Tuliskan kembali secara persis bagian teks tentang Desa Aan, yaitu rentang dari "GAMBARAN UMUM DESA" sampai dengan "Griya, Banjar Piadnyan.".

KUTIPAN TERPILIH:
....

Halaman

Sabtu, 07 Desember 2013

Babad Mpuaji

GAMBARAN UMUM DESA AAN
            Desa aan adalah satu dari tigabelas desa di wilayah kecamatan banjarangkan. Desa sebagai susistem kota /kabupaten merupakan pelaksana pemerintahan, pembangunan dan kemasyarakatan palig bawah dan sangat dekat bahkan besentuhan langsung dengan masyarakat.
            Desa aan memiliki luas + 398 Ha, dengan jarak  + 8 km arah kota dari semarapura ibu kota Kabupaten klungkung. Berdasarkan luas daeran tersebut di atas, maka desa Aan terbagi menjadi 4 wilayah dusun, 12 banjar, dan dua desa adat ( desa Adat Aan dan Desa adat Sengkiding).
Wilayah wilayah dusun yaitu:
1.      Dusun Peken,
Dalam wilayah Dusun Peken terdapat 4 Banjar yaitu banjar Pempatan,Banjar Sala, Banjar Selat, Banjar Peken.
2.      Dusun Pasek
Dalam wilayah Dusun Pasek Terdapat 4 Banjar yaitu Banjar Pasek, Banjar Gingsir, Banjar Griya, Banjar Piadnyan.
3.      Dusun Swelegri,
Dlam wilayah Dusun Swelegiri terdapat 3 banjar yaitu banjar Petapan, banjar Swelegiri, banjar Babakan,
4.      Dusun Sengkiding,
Dalam wilayah Dusun Sengkiding terdapat 1 banjar dinas dan satu banjar adat yaitu Banjar Sengkiding.
Desa Aan memiliki batas-batas sebagai berikut:
→     Sebelah utara   : Desa Timuhun
→     Sebelah timur  : tukad jinah
→     Sebelah selatan            : Desa Getakan
→     Sebelah barat   : Desa Tihingan
            Berdasarkan letak, daerah dan klasifikasi desa maka Desa Aan Meupakan Wilayah Bukan Pantai , Katagori Daerah Pedesaan, dan klasifikasi swasembada.

SEJARAH TERBENTUKNYA DESA AAN
            Setiap organisasi appun sudah pasti memiliki latar belakang sejarah, lebih-lebih suatu desa pasti memilki sejarahnya sehingga terbuentuklah suatu desa. Dalama penulisan sejarah saya sajikan secara singkat karena terbatasnya waktu penelitian dan kurangnya pengetahuan sehingga sejarah singkat desa Aan saya dasarkan pada benda-benda purbakala, prasasti-prasasti pura yang ada, disertai penjelasan para penglingsir yang masih sebagai penduduk informal.

....

CUPLIKAN DATA:
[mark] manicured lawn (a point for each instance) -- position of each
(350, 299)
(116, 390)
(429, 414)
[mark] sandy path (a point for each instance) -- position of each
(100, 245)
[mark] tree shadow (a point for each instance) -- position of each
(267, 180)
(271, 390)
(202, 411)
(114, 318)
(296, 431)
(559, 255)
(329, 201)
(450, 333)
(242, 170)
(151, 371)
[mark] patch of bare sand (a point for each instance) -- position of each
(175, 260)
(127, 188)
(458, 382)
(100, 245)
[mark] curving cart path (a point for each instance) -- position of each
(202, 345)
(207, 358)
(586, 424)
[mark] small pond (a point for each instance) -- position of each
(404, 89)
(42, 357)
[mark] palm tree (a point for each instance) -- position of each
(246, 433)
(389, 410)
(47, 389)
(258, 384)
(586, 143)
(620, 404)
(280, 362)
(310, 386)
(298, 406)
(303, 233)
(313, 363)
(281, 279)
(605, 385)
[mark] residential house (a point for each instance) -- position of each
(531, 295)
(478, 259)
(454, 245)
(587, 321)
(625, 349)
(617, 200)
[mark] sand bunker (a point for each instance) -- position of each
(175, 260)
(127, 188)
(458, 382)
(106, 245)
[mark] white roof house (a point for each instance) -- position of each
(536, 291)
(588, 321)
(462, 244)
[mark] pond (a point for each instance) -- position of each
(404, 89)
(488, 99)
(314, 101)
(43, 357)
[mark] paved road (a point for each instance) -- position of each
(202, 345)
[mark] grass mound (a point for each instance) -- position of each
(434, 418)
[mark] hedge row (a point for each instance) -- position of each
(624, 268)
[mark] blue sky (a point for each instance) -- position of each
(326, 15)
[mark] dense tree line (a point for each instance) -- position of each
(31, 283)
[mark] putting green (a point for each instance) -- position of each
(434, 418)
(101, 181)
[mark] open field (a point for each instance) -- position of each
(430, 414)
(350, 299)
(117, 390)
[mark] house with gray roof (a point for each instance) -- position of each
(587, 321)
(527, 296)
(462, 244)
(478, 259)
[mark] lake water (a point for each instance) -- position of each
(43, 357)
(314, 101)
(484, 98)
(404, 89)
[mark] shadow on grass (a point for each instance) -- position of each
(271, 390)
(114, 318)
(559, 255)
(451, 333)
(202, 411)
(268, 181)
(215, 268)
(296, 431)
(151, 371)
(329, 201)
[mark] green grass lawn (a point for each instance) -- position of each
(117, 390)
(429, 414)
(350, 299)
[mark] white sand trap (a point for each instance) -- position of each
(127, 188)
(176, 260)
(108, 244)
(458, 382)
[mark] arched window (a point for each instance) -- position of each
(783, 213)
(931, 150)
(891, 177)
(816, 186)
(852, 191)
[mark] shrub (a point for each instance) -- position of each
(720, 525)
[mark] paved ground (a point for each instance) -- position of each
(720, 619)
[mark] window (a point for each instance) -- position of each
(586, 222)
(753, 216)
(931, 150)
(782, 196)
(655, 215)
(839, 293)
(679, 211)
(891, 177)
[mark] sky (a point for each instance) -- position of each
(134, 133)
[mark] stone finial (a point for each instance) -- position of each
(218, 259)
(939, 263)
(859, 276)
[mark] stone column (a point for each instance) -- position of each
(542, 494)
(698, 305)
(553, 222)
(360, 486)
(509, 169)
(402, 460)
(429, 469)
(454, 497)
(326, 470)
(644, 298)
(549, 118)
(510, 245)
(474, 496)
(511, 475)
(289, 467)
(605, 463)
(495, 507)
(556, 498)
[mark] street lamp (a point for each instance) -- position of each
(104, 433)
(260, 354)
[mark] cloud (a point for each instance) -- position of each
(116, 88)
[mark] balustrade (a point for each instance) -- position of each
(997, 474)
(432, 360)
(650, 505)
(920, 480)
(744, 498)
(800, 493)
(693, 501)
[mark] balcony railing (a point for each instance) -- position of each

....

PENYELESAIAN SOAL:
GAMBARAN UMUM DESA AAN
            Desa aan adalah satu dari tigabelas desa di wilayah kecamatan banjarangkan. Desa sebagai susistem kota /kabupaten merupakan pelaksana pemerintahan, pembangunan dan kemasyarakatan palig bawah dan sangat dekat bahkan besentuhan langsung dengan masyarakat.
            Desa aan memiliki luas + 398 Ha, dengan jarak  + 8 km arah kota dari semarapura ibu kota Kabupaten klungkung. Berdasarkan luas daeran tersebut di atas, maka desa Aan terbagi menjadi 4 wilayah dusun, 12 banjar, dan dua desa adat ( desa Adat Aan dan Desa adat Sengkiding).
Wilayah wilayah dusun yaitu:
1.      Dusun Peken,
Dalam wilayah Dusun Peken terdapat 4 Banjar yaitu banjar Pempatan,Banjar Sala, Banjar Selat, Banjar Peken.
2.      Dusun Pasek
Dalam wilayah Dusun Pasek Terdapat 4 Banjar yaitu Banjar Pasek, Banjar Gingsir, Banjar Griya, Banjar Piadnyan.